Document passage —
Saturday, April 16, 2022

Regulatory capture: trucking edition

Dominic Pino has a lovely National Review article on Mexican trucks. Watch the sausage in the making. Excerpts with commentary

Congress banned Mexican truckers from entering the U.S. in 1982. NAFTA, which came into effect in 1994, committed the U.S. to removing that restriction by 2000.

1994 was 28 years ago.  

The U.S. left the restriction in place anyway, and was found to be in violation of the agreement in 2001... The Bush administration said it would remove the restriction.

But organized labor and environmental groups...sued to keep the restriction in place. The environmentalists claimed that Mexican trucks did not meet American safety and environmental regulations. The Teamsters and other unions had an obvious motive: keeping out the competition....

In 2004.. the Supreme Court ruled against the environmentalists and unions and said that the Bush administration could remove the restriction and bring the U.S. in line with its obligations under NAFTA. Clarence Thomas wrote for the unanimous court.

Unanimous.

The U.S. continued to drag its feet on approving Mexican carriers...The Bush administration created a pilot program in 2007... The program included safety examinations for every truck and required the Mexican drivers to read and speak English. Congress defunded the pilot program in 2009....

The Obama administration started a new pilot program in 2011.

Liberalizing trucking is bipartisan.  

This program addressed Congress’s purported concerns about safety and regulatory compliance by requiring a more comprehensive inspection of Mexican trucks and requiring GPS and electronic recording devices on every truck to enforce hours-of-service limits and location rules.

The Teamsters and a trade group for U.S. independent truckers sued to block the new pilot program. The D.C. Circuit Court of Appeals in 2013 ruled against them again, with then-Judge Brett Kavanaugh writing the opinion that rejected every argument the petitioners made.

The three-year program ended in 2014. Over the length of the program, the Federal Motor Carrier Safety Administration (FMCSA) performed 5,545 inspections and Mexican trucks crossed the border 28,225 times. They traveled 1,263,630 miles in border states and 255,392 miles in non-border states.

The FMCSA used that huge sample size and reported back to Congress. It found that “Mexico-domiciled motor carriers ... had safety records that were equal to or better than the national average for U.S. and Canadian motor carriers operating in the United States.” ...

... The Teamsters and other trucking organizations sued again... The Ninth Circuit Court of Appeals dismissed the case in 2017, writing that “the parties do not raise any arguments the merits of which we may review.”

The USMCA, NAFTA’s replacement, keeps just about everything the same for cross-border trucking..

28 years and counting. More great details on how trucking works follow. Bottom line: 

Given that shippers near the southern border complain of driver shortages on both sides, and we know Mexican trucks are fully capable of meeting American safety standards, the federal government should rethink its regulatory approach again.

Entries supplied —
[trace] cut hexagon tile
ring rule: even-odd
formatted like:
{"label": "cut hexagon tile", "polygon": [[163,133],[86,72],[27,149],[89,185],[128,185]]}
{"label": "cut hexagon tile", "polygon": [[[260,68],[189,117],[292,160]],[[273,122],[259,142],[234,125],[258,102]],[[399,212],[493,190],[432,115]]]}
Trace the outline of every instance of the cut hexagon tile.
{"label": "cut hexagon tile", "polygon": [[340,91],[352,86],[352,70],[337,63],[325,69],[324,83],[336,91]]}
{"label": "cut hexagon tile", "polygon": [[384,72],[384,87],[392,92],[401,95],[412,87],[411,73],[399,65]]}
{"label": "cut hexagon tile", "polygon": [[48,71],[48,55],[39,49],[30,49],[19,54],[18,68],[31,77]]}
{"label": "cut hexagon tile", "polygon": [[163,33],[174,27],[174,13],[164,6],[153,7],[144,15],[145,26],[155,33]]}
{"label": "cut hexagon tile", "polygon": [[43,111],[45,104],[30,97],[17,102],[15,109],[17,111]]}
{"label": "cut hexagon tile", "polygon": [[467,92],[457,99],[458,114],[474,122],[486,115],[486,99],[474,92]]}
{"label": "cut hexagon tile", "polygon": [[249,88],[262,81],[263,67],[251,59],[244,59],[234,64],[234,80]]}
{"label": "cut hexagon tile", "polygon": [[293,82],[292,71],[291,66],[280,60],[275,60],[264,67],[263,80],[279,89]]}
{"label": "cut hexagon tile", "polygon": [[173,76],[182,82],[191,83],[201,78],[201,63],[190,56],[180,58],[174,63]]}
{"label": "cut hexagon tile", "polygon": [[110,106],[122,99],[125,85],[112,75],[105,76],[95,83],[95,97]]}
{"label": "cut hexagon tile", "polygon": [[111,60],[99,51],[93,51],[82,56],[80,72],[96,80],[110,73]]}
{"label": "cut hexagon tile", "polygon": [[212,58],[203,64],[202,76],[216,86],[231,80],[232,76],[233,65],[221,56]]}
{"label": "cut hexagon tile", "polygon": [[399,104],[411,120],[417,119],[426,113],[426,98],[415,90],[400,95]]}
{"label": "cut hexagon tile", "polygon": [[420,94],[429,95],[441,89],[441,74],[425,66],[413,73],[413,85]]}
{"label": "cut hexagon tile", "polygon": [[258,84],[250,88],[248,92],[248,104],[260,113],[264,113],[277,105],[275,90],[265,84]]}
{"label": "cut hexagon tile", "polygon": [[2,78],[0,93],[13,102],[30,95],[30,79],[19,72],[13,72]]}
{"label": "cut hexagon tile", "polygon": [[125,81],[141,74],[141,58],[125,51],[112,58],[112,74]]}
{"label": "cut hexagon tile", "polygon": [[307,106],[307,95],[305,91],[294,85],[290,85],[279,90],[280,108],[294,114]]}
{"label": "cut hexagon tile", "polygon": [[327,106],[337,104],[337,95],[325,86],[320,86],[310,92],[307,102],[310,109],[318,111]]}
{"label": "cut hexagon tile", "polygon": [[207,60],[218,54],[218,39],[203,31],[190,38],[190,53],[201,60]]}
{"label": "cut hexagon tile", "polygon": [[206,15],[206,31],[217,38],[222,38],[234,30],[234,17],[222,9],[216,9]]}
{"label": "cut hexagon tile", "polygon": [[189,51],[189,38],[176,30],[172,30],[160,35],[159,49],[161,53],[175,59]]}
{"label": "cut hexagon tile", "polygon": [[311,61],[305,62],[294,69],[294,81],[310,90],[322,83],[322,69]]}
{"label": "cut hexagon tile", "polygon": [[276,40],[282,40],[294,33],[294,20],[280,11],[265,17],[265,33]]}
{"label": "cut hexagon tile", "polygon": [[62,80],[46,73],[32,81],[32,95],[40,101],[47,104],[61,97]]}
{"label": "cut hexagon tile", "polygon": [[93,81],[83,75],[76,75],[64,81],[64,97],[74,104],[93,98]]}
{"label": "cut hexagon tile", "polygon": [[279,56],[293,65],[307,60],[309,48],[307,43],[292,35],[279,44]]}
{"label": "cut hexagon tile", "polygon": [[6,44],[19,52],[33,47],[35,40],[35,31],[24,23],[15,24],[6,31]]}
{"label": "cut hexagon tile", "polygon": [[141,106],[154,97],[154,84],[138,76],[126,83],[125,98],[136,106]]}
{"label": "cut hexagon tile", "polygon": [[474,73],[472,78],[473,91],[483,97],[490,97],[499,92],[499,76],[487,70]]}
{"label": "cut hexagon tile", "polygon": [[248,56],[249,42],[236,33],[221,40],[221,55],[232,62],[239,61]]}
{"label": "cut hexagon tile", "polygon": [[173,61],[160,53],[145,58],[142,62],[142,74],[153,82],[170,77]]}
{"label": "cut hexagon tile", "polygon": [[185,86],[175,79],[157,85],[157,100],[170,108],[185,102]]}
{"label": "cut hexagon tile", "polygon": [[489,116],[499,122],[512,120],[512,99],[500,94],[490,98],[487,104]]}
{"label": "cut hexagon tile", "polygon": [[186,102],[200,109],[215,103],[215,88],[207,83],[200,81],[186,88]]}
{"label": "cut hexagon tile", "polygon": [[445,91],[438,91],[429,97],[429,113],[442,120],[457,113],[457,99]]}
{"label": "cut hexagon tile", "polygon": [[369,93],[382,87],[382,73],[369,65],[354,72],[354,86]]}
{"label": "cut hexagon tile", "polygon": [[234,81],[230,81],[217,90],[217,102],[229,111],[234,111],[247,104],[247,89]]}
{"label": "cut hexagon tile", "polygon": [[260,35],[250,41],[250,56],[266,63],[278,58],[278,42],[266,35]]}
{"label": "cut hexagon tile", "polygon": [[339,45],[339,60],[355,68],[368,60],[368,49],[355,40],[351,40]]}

Aim A — From the trucking post above, copy the passage that begins at the words "Dominic Pino has" and stops after "remove the restriction.".
Aim B — In the trucking post above, who wrote the 2013 D.C. Circuit Court of Appeals opinion rejecting the challenge to the new pilot program?

Right answer A —
Dominic Pino has a lovely National Review article on Mexican trucks. Watch the sausage in the making. Excerpts with commentary

Congress banned Mexican truckers from entering the U.S. in 1982. NAFTA, which came into effect in 1994, committed the U.S. to removing that restriction by 2000.

1994 was 28 years ago.  

The U.S. left the restriction in place anyway, and was found to be in violation of the agreement in 2001... The Bush administration said it would remove the restriction.

Right answer B — Then-Judge Brett Kavanaugh wrote the opinion.